Beastie Boys concert poster michael kershnar(fr) Poster pour un concert des Beastie Boys par Michael Kershnar

(en) Beastie Boys concert poster by Michael Kershnar.

michael kershnar wood knife(fr) Image des compétences primitives que Kershnar a apprises en grandissant, et qu’il a pu transmettre aux autres avec la fondation, Elemental Awareness.

(en) Imagery on the primitive skills Kershnar learned growing up, which he teaches to others through the foundation he helped to build, Elemental Awareness.

Michael Kershnar street art Notre Dame Paris(fr) Kershnar s’illustre à la cathédrale Notre-Dame.

(en) Kershnar gets up by Notre Dame Cathedral.

michael kershnar grandfather(fr) L’arrière grand père de Michael.

(en) Michael’s great grandfather.

(fr) Et les idées antisémites, alors ?

(en) And the idea of anti-Semitism?

(fr) J’allais justement en parler : j’ai entendu des propos antisémites en France, un peu plus qu’aux États-Unis. Je pense que beaucoup de Français ne connaissent pas personnellement beaucoup de Juifs. Ils disent : « Tu sais, je ne parle pas pour toi ou ta mère, mais tu sais, les juifs en général… » Alors je réponds : « Je ne sais pas. De qui parles-tu ? » Voici une photo de mon arrière-grand-père. Il vient de Pologne (les autres viennent de Russie), mais ils n’étaient que des hommes en quête de spiritualité. Ce que j’aime, c’est la connexion que je ressens avec mon grand-père. Son nom de famille est Toreschreiber, qui signifie « calligraphe », et j’ai l’impression que cela fait partie de moi. C’est une force : je peux ajouter des lettres en hébreu, ce que personne d’autre ne fait. Mon histoire est par essence juive, et je m’y identifie. Mais je pense que le problème, c’est que certaines personnes pensent que c’est une tribu fermée, et il y a beaucoup de sentiments anti-israéliens ici. Je ne sais pas, parfois j’ai l’impression que je dois me cacher à cause de mes origines juives. Je pense que l’État d’Israël a le droit d’exister, et j’espère que ce sera pacifiquement et avec tout le monde. C’est un sujet compliqué.

□ □ □ □ □

- _Tâches à réaliser_:
(a) D'après l'extrait, que signifie le nom de famille Toreschreiber ?
(b) Reproduisez le passage de l'extrait situé entre « (en) Imagery on » et « antisémites, alors ? », ces deux bornes comprises.

□ □ □ □ □

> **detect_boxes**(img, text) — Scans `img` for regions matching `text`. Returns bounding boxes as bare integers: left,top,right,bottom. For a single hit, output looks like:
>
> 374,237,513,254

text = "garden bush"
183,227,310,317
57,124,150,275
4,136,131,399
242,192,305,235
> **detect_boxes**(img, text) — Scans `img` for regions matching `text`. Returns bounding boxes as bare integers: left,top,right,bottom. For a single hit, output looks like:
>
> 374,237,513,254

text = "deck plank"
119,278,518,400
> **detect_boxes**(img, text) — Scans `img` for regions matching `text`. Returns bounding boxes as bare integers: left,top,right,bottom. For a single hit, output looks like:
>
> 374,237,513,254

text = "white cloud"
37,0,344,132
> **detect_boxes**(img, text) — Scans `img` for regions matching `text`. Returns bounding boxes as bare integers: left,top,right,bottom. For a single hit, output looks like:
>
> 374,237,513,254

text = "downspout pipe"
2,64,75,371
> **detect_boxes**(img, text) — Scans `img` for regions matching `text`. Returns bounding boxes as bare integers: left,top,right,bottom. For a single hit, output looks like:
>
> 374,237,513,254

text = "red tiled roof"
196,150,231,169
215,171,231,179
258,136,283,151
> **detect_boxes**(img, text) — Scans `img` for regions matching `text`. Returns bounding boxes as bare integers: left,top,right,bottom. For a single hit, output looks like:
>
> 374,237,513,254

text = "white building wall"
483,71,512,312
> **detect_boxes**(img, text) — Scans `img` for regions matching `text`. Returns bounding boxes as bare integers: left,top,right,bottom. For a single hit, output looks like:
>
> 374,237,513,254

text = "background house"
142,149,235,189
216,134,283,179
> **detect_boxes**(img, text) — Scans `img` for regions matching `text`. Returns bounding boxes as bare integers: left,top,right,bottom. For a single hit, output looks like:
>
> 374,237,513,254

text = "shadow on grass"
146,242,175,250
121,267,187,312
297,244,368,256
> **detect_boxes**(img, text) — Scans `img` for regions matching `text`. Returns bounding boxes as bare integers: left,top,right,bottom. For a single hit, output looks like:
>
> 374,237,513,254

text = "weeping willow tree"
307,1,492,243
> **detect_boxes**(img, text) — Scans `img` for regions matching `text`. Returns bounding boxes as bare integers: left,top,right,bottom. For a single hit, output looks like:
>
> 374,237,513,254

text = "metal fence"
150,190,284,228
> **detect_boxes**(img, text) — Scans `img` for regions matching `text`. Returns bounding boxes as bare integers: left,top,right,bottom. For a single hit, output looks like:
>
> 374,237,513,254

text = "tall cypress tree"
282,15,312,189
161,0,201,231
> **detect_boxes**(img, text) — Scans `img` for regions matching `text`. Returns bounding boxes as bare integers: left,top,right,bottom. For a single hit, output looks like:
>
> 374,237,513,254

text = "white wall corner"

□ □ □ □ □

- _Réponses par tâche_:
(a) Il signifie « calligraphe ».

(b)
(en) Imagery on the primitive skills Kershnar learned growing up, which he teaches to others through the foundation he helped to build, Elemental Awareness.

Michael Kershnar street art Notre Dame Paris(fr) Kershnar s’illustre à la cathédrale Notre-Dame.

(en) Kershnar gets up by Notre Dame Cathedral.

michael kershnar grandfather(fr) L’arrière grand père de Michael.

(en) Michael’s great grandfather.

(fr) Et les idées antisémites, alors ?